TASK DATA:
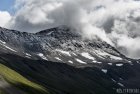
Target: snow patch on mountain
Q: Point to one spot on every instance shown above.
(104, 70)
(64, 52)
(42, 56)
(80, 61)
(87, 55)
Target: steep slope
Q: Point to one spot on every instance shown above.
(13, 83)
(58, 44)
(64, 63)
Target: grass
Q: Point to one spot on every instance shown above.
(21, 82)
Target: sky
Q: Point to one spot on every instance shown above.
(115, 21)
(7, 5)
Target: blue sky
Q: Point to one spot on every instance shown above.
(7, 5)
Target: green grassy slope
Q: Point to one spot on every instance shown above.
(20, 82)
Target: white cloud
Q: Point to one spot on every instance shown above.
(5, 17)
(115, 21)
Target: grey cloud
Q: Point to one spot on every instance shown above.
(115, 21)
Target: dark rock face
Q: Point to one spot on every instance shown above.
(62, 61)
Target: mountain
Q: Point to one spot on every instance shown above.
(60, 61)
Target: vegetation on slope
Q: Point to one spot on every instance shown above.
(20, 82)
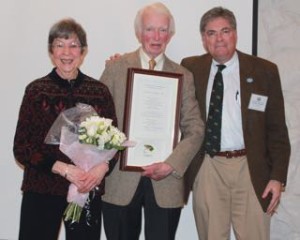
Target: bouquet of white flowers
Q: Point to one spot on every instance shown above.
(87, 140)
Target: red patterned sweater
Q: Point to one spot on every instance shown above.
(43, 101)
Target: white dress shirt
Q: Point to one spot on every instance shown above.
(232, 131)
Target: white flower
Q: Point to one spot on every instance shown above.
(101, 133)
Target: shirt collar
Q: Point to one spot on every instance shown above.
(145, 60)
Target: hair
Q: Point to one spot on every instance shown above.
(217, 12)
(157, 8)
(67, 28)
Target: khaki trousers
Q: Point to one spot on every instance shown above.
(223, 196)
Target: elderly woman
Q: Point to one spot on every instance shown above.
(47, 171)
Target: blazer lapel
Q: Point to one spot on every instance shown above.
(247, 84)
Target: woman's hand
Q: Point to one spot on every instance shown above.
(94, 177)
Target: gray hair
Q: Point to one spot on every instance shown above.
(158, 8)
(217, 12)
(67, 28)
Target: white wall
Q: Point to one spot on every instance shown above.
(109, 26)
(279, 35)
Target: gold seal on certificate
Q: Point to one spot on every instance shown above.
(151, 116)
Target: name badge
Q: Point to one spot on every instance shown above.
(258, 102)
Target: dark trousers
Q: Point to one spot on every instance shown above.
(41, 217)
(124, 222)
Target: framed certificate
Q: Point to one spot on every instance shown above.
(151, 117)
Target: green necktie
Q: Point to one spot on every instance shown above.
(212, 140)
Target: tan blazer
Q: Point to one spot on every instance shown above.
(169, 192)
(265, 133)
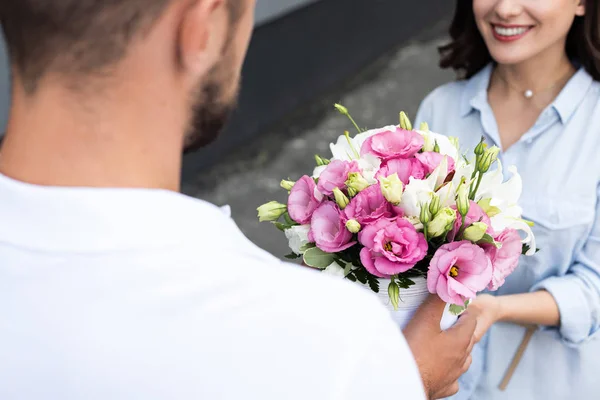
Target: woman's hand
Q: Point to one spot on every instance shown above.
(488, 311)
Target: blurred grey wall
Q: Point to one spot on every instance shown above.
(4, 83)
(266, 10)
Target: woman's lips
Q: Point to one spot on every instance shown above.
(510, 33)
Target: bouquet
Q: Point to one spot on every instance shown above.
(406, 208)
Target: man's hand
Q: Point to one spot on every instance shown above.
(442, 357)
(488, 310)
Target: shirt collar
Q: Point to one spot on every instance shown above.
(84, 220)
(572, 94)
(474, 95)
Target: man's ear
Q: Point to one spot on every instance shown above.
(580, 12)
(202, 35)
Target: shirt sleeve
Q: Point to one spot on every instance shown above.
(425, 111)
(386, 369)
(578, 292)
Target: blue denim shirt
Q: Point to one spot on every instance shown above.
(559, 161)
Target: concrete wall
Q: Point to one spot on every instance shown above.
(266, 10)
(4, 83)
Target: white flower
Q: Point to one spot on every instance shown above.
(447, 148)
(297, 237)
(506, 221)
(416, 193)
(334, 270)
(318, 171)
(502, 194)
(369, 165)
(421, 191)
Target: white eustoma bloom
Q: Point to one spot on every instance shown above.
(297, 237)
(335, 270)
(447, 148)
(348, 149)
(318, 171)
(369, 164)
(421, 191)
(505, 195)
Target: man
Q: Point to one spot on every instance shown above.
(113, 285)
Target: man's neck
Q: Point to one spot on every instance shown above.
(118, 139)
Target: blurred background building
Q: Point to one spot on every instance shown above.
(377, 57)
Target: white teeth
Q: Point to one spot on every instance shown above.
(510, 31)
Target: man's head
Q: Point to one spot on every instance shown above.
(193, 49)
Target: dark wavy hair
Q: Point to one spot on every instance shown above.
(467, 53)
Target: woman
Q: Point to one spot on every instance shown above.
(530, 72)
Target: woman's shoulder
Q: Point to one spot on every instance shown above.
(448, 92)
(445, 99)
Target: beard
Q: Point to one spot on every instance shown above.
(211, 109)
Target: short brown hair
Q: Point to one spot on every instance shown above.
(71, 36)
(467, 53)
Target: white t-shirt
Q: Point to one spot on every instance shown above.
(148, 294)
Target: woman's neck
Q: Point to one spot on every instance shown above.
(536, 74)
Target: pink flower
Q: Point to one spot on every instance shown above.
(336, 175)
(369, 206)
(392, 246)
(504, 259)
(398, 143)
(458, 271)
(404, 167)
(328, 229)
(475, 214)
(431, 160)
(303, 200)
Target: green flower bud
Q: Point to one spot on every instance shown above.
(343, 110)
(353, 226)
(486, 206)
(429, 143)
(434, 206)
(321, 161)
(462, 199)
(340, 198)
(425, 216)
(442, 223)
(356, 182)
(481, 147)
(271, 211)
(392, 188)
(454, 141)
(405, 122)
(475, 232)
(489, 157)
(287, 185)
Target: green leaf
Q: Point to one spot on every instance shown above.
(280, 226)
(373, 283)
(361, 276)
(456, 310)
(526, 248)
(394, 293)
(404, 283)
(288, 220)
(490, 240)
(293, 256)
(307, 247)
(347, 268)
(317, 258)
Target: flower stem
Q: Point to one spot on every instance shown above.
(354, 123)
(474, 192)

TASK STATEMENT: Format the data above, beginning at the line containing "Target: green flower bud" and running through its last line, as a JSON list of strings with one string per line and blank lines omitted.

EXPECTED OUTPUT:
[
  "Target: green flower bud",
  "Q: Point to one spot on every instance shown above.",
  "(343, 110)",
  "(353, 226)",
  "(486, 206)",
  "(429, 143)",
  "(434, 206)",
  "(321, 161)",
  "(462, 199)",
  "(340, 198)",
  "(425, 216)",
  "(442, 223)",
  "(356, 182)",
  "(481, 147)",
  "(271, 211)",
  "(392, 188)",
  "(454, 141)",
  "(405, 122)",
  "(475, 232)",
  "(489, 157)",
  "(287, 185)",
  "Target: green leaf",
  "Q: Point to one spot on every instance shown above.",
  "(280, 226)",
  "(373, 283)",
  "(361, 276)",
  "(456, 310)",
  "(526, 248)",
  "(394, 293)",
  "(404, 283)",
  "(288, 220)",
  "(490, 240)",
  "(293, 256)",
  "(307, 247)",
  "(347, 268)",
  "(317, 258)",
  "Target: flower stem",
  "Q: Point to one spot on every instance shown above.",
  "(354, 123)",
  "(474, 192)"
]